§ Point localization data

>>>>>

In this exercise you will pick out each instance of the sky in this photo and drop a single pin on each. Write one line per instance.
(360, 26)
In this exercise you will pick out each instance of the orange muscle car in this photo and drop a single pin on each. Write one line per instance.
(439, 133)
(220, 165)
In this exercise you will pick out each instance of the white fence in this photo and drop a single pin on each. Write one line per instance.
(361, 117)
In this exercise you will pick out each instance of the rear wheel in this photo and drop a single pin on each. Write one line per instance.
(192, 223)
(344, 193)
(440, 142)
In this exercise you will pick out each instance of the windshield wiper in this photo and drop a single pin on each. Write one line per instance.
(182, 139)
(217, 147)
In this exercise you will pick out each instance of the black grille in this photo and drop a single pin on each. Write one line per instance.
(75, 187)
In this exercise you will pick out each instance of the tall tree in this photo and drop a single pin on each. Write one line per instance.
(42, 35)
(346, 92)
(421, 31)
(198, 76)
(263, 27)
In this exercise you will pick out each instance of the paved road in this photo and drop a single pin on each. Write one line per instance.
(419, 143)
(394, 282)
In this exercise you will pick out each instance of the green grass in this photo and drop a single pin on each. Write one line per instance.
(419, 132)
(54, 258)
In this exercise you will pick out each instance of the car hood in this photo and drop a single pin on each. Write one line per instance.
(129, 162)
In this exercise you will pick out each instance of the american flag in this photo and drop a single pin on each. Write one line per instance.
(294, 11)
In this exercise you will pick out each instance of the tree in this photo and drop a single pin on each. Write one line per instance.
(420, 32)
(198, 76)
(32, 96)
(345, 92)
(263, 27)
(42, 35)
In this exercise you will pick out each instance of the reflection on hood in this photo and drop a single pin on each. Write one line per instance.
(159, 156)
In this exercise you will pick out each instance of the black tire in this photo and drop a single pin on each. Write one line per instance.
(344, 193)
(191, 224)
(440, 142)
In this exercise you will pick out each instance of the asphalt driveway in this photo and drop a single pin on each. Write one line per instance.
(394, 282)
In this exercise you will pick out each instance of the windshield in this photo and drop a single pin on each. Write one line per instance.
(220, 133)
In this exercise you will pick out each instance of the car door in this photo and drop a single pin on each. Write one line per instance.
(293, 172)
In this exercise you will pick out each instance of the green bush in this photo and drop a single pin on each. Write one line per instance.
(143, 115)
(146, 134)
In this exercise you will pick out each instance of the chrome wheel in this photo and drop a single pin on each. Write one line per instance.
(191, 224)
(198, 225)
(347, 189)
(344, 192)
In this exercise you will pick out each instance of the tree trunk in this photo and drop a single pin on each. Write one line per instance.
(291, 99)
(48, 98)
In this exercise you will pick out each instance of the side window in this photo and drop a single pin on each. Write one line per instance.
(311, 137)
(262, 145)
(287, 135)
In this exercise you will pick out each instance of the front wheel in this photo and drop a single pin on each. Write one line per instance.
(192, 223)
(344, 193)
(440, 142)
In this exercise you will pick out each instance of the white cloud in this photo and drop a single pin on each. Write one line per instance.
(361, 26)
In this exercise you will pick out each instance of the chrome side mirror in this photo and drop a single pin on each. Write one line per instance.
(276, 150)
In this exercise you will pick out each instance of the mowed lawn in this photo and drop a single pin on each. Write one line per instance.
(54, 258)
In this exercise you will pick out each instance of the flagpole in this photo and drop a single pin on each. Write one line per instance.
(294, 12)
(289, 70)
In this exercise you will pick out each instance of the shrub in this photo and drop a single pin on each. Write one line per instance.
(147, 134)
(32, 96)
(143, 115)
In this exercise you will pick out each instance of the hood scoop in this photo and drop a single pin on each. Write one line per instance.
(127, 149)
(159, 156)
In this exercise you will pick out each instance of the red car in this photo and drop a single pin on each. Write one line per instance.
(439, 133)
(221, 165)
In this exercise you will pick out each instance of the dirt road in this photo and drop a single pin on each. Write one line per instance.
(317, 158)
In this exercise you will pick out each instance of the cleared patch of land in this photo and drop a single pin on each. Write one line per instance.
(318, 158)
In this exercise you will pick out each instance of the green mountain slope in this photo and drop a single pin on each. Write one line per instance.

<<<<<

§ What the task asks
Word for word, set down all the lines above.

§ Solution to this problem
In this exercise you will pick out each instance of the sky in this photo and drop a single pin on each. Write one line per instance.
(360, 26)
In this exercise you will pick out each instance of the orange muscle car in this photo and drop a single pin on each. Write one line per instance.
(439, 133)
(220, 165)
In this exercise you will pick out each instance of the white fence in this photo and drop a single pin on each. Write one line per instance.
(361, 117)
In this exercise you will pick out each instance of the rear wheel in this photo and drop a single pin on each. Write one line per instance.
(192, 223)
(344, 193)
(440, 142)
In this exercise you will pick out each instance of the windshield wiper in this photo and drop a single pin on each. Write one line per instance.
(182, 139)
(217, 147)
In this exercise you will pick out each instance of the black grille in this photo and drop a single pin on each. Write one line per instance.
(75, 187)
In this exercise you will pick out each instance of the tall tree in this photo and drop a single pin on each. Write one line per instance.
(42, 35)
(346, 92)
(421, 31)
(198, 76)
(263, 27)
In this exercise you will pick out each instance of the paved road in this photo and drop a single pin on each. Write one line per instance.
(419, 143)
(394, 282)
In this exercise you will pick out each instance of the green grass in this photo and drop a single pin on each. Write one line per instance.
(419, 132)
(54, 258)
In this exercise you will pick out each instance of the car hood in this photo and drop a single pin on each. Write one line per instance.
(129, 162)
In this exercise you will pick out each instance of the american flag in this photo and drop a single pin on each. Write one line per instance.
(294, 11)
In this exercise you will pick out each instance of the tree in this photo and drop a single pin on each. Write one line per instance.
(420, 32)
(198, 76)
(32, 96)
(345, 92)
(263, 27)
(42, 35)
In this exercise you will pick out each instance of the reflection on hood in this photo and drop a single pin on each. Write one line per instance.
(159, 156)
In this exercise you will pick out each instance of the black tire in this photo and drop a single pin on each. Write one line per instance.
(344, 193)
(191, 224)
(440, 142)
In this exercise you will pick out each instance of the asphalt driveway in this photo and drop a single pin on each. Write one line per instance.
(394, 282)
In this exercise you will pick out each instance of the windshield in this photo and drop a single pin on each. Write one line per instance.
(220, 133)
In this exercise you will pick out each instance of the car door in this photo and drop a single pin on each. Write one line per instance.
(293, 172)
In this exercise you will pick out each instance of the green bush in this photo and drop a single pin on each. Write one line per instance.
(143, 115)
(146, 134)
In this exercise you will pick out each instance of the chrome wheel in this photo and drop a single pin on each. Write one line per instance.
(191, 224)
(198, 225)
(347, 189)
(344, 192)
In this exercise you will pick out each instance of the tree trunk in this photo and drop a single pin on each. Write one line per instance.
(291, 99)
(48, 98)
In this exercise you will pick out each instance of the side window in this photo and drop a single pin on each. Write one line per instance.
(311, 137)
(262, 145)
(287, 135)
In this exercise you will pick out each instance of the front wheel in this photo and drop a single pin on each. Write one line per instance.
(192, 223)
(344, 193)
(440, 142)
In this exercise you will pick out each instance of the white cloud in this photo and drop a single pin on each. Write one line per instance.
(361, 26)
In this exercise you will pick out each instance of the chrome side mirror in this photo and drop a single pin on each. Write one line per instance.
(276, 150)
In this exercise you will pick out each instance of the mowed lawn in this photo and drop a single pin on each. Write one line per instance.
(54, 258)
In this exercise you will pick out each instance of the flagpole in this photo and drop a single pin on each. Write one line per instance.
(294, 12)
(289, 70)
In this exercise you will pick out each instance of the shrub in this photo and drop a single pin on each. Write one line per instance.
(147, 134)
(32, 96)
(143, 115)
In this exercise you will pick out each instance of the hood scoop in this photo and drop a single pin on each. Write one line per instance.
(127, 149)
(159, 156)
In this exercise you will pick out each instance of the red car in this photo and drop a single pin on each. Write one line per instance.
(439, 133)
(221, 165)
In this exercise you will pick out each instance of the dirt road in this photo and drop a single pin on each. Write one line per instance.
(317, 158)
In this exercise you will pick out each instance of the cleared patch of land in this photo and drop a single pin on each. Write one line per instance.
(318, 158)
In this exercise you will pick out each instance of the green mountain slope in this photo and drop a single pin on each. Write one line per instance.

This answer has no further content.